## [Task statement]
Please state how many of the rows below contain the word "provide", giving only the number.

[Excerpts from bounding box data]
>>>

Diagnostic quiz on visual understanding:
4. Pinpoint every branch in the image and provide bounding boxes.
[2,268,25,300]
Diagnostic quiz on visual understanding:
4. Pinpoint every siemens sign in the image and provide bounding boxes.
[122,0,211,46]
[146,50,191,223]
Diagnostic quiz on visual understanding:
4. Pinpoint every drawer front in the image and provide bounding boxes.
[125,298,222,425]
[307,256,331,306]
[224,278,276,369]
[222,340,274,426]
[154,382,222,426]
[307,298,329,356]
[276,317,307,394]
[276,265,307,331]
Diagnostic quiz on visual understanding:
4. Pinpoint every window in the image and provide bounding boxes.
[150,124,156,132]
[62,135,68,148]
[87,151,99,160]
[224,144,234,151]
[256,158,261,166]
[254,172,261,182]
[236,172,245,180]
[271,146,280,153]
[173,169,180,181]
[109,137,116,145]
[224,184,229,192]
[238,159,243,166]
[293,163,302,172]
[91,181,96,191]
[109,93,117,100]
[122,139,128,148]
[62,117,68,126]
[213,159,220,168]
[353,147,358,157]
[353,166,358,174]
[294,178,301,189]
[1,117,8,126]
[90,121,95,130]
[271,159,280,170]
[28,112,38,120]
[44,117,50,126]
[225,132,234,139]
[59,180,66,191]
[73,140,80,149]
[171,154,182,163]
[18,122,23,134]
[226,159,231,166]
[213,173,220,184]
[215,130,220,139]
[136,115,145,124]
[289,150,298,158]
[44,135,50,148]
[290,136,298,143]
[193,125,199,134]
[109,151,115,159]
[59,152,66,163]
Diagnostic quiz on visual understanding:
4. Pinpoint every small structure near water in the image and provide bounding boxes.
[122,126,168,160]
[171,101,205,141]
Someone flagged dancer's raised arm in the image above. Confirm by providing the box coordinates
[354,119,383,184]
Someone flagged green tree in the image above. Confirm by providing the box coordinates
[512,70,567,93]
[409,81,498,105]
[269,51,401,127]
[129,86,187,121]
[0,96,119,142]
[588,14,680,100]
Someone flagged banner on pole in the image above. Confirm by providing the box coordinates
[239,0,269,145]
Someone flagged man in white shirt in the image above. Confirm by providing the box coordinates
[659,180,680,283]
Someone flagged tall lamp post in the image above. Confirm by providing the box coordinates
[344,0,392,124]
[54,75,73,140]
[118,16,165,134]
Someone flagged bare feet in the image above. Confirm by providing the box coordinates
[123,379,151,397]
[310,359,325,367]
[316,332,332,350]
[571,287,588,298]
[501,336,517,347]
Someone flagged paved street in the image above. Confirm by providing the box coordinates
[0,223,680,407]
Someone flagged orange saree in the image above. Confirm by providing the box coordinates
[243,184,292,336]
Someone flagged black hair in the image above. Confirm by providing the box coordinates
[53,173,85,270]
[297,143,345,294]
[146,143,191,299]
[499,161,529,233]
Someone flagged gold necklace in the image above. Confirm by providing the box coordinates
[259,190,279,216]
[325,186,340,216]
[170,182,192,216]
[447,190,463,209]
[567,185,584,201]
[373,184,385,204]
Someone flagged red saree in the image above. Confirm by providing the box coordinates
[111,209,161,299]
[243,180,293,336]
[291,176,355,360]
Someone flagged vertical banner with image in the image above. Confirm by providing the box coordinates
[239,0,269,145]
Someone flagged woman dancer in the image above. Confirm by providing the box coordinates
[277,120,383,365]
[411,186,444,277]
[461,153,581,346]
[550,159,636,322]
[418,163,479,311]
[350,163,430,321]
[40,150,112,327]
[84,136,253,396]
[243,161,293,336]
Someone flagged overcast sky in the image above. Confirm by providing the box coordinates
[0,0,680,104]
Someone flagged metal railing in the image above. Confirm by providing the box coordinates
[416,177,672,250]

<<<

## [The reply]
5